§ **AIM OF THE EXERCISE**
Each entry here needs to be set down again exactly, please; pictures are left out.

§ **Entries from a dataset**
———

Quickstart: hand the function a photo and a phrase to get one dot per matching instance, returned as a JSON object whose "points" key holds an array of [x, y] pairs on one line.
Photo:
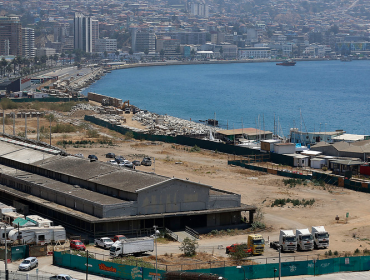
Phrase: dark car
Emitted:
{"points": [[146, 161], [92, 157], [110, 155], [120, 159]]}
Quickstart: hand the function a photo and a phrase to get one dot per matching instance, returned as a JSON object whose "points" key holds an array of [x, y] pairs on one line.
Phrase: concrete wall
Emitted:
{"points": [[173, 196], [223, 201]]}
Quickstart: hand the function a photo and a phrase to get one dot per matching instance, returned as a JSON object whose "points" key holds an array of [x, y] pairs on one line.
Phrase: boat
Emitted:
{"points": [[286, 63]]}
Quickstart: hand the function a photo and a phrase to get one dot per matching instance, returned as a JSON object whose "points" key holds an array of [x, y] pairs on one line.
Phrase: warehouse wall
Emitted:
{"points": [[173, 196]]}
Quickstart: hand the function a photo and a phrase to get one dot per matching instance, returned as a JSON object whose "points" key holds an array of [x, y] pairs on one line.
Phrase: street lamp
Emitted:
{"points": [[156, 232], [239, 266]]}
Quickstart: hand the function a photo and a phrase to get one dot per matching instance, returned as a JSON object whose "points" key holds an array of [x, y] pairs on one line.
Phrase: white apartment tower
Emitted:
{"points": [[28, 42], [201, 10], [86, 32]]}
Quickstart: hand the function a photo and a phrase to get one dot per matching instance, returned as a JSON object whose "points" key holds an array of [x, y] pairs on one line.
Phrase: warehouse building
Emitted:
{"points": [[96, 198]]}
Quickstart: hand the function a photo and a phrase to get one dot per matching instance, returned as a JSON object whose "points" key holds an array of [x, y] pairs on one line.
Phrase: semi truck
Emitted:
{"points": [[132, 246], [38, 235], [321, 237], [287, 241], [304, 239], [256, 244]]}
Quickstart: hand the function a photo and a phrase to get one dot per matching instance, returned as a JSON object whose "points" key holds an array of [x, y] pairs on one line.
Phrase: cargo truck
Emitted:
{"points": [[321, 237], [132, 246], [304, 239], [256, 244], [287, 241], [38, 235]]}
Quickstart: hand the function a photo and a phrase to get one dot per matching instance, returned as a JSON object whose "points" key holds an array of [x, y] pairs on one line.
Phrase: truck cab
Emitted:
{"points": [[304, 239], [287, 241], [256, 244], [321, 237]]}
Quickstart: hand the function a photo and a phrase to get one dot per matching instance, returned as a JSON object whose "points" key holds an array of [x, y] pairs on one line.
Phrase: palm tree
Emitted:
{"points": [[55, 58], [63, 55], [3, 64]]}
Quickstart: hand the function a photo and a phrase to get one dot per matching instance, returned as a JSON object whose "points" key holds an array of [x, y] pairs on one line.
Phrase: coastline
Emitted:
{"points": [[175, 62]]}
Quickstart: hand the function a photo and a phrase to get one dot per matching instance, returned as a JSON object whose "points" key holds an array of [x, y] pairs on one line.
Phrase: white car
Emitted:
{"points": [[29, 263], [104, 242]]}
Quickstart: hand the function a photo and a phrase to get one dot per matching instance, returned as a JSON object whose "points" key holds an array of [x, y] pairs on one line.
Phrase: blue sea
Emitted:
{"points": [[312, 96]]}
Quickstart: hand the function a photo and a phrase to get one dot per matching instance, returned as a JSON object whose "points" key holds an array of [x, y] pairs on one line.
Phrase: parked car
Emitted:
{"points": [[120, 159], [92, 157], [110, 155], [146, 161], [104, 242], [112, 161], [119, 237], [128, 164], [62, 277], [29, 263], [77, 245]]}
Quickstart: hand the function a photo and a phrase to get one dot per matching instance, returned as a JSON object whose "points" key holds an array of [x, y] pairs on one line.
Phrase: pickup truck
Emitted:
{"points": [[62, 277], [104, 242]]}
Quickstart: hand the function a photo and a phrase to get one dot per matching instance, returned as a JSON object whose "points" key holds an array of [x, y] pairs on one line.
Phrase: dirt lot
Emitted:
{"points": [[255, 188]]}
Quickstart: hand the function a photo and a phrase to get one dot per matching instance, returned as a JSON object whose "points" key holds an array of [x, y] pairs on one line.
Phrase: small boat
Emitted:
{"points": [[212, 122], [286, 63]]}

———

§ **SOLUTION FOR THIS PROBLEM**
Quickstart: hand the function a photo and a phrase to get one dot per matching instance, returned as a JSON object whose "points" key holds an array of [x, y] pairs on one line.
Photo:
Phrase: dark car
Emitted:
{"points": [[146, 161], [92, 157], [110, 155], [120, 159]]}
Quickstart: hand the function a photo and a phrase to get one dot per matching instance, returned as a JSON object whose "points" key holds an array of [x, y] pairs on one line.
Phrase: concrete wall
Emitted:
{"points": [[173, 196], [223, 201]]}
Quickstart: hand the function a photo and a phrase to get one dot per matching instance, returned as a JSON object whose "points" key holds an array of [x, y] pairs on one line.
Phrase: boat
Emitted:
{"points": [[286, 63]]}
Quickstart: hand the function a photo and a phrase to get one dot per matching instance, returned as a JSON object whose "points" key holds an array of [x, y] pairs on one line.
Phrase: warehouse wall
Emitted:
{"points": [[173, 196]]}
Quickstart: hand the function a photo and a phrase to get one dot per matching instance, returned as a JSON object whose "points" key holds an array of [x, y] pairs on one line.
Phrase: street lamp
Emitted:
{"points": [[156, 232], [239, 266]]}
Quickstart: hand the function a photo and a phrase to get one dot per matching instance, returned as a JSON object whose "points" key holds an array of [x, y] pairs on one line.
Phrase: white apartment tower
Emitted:
{"points": [[28, 42], [201, 10], [86, 32]]}
Quickstart: hand the function a photo and a phrase to get one dot per matching instance, returned as a JSON object whose "points" key holds an array of [x, y] pairs on one line.
Phrase: warehouse building
Emitted:
{"points": [[96, 198]]}
Quickstart: hand the function a photo and a phrase to get one dot per matching instance, returned as a JSON object whose "points" key holds an array of [x, y] pairs on one line.
Phrase: semi truck
Emitted:
{"points": [[132, 246], [38, 235], [321, 237], [287, 241], [304, 239], [256, 244]]}
Quickstart: hand the function a photo and a phrase to get one dot per matching instance, returned as a JSON object whose "points" key holds an array of [x, y] pairs on one line.
Phrase: cargo truck
Emitted:
{"points": [[321, 237], [132, 246], [304, 239], [256, 244], [287, 241], [38, 235]]}
Quickstart: hand the function a photo and a phrase to get one dot per matching instance, returned as a JSON object whose "points" key holds an array of [x, y] pairs on one line.
Phrase: truck cab
Emitted:
{"points": [[304, 239], [287, 241], [256, 244], [321, 237]]}
Quickstart: hand the function a photo and a phrase to get one dot per matching instance, returned as a JSON object whose "points" key holds an array of [x, y] pairs on one line.
Phrase: palm tree
Emitted:
{"points": [[55, 58], [63, 55], [3, 64]]}
Quickstart: hand the function a photo and a phrase to get one dot per matching instance, returned as a JSON object whose "points" key holds an array of [x, y] pairs on one line.
Phrase: coastline
Emitted:
{"points": [[175, 62]]}
Quickstart: hand the function a photo and a phrase to get one dot per matching instance, returned as a JSON object whose "points" key holds an array of [x, y] pairs on one line.
Phrase: white car
Emitted:
{"points": [[29, 263], [104, 242]]}
Quickstart: hand the function a photo and a phrase to get one dot per matching instance, returned as a JSON object whose "points" key holds an array of [x, y] pairs on one line.
Phrase: blue sea
Emitted:
{"points": [[312, 96]]}
Quickstart: hand the function a photo and a phrase to get one dot per matching instance, returned as a JSON object whose "points" key holds an array of [x, y] pairs on one line.
Phrase: parked car
Emitted:
{"points": [[120, 159], [92, 157], [110, 155], [146, 161], [104, 242], [112, 161], [119, 237], [128, 164], [62, 277], [29, 263], [77, 245]]}
Quickstart: hand the function a photo and a phrase to get one dot per matching instance, returned as a JSON object whose "points" key holds an array of [x, y] pairs on one line.
Phrase: pickup truck
Emitted:
{"points": [[62, 277], [104, 242]]}
Quickstart: hand the function a photo and a phrase to get one dot per matching instance, returned as a JSON object whose "points" key holds an array of [x, y] pairs on one line.
Phrase: dirt lot
Emitted:
{"points": [[255, 188]]}
Quickstart: hand the function a photo and a phrase to get one dot per matching instance, returned as a JSON object whose "points" key holds an array of [x, y] pairs on one line.
Phrase: small boat
Emitted:
{"points": [[212, 122], [286, 63]]}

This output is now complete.